▸ Given instruction:
Rewrite every line of the entries below with "Target" substituted by "Object", keeping everything else unchanged.

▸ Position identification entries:
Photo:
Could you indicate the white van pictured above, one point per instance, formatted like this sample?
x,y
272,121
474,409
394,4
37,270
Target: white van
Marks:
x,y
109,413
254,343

▸ Written response:
Photo:
Could you indicate the white van pictured above, one point per instance, formatted like this sample?
x,y
272,121
474,409
394,4
37,270
Object: white van
Marks:
x,y
109,413
254,343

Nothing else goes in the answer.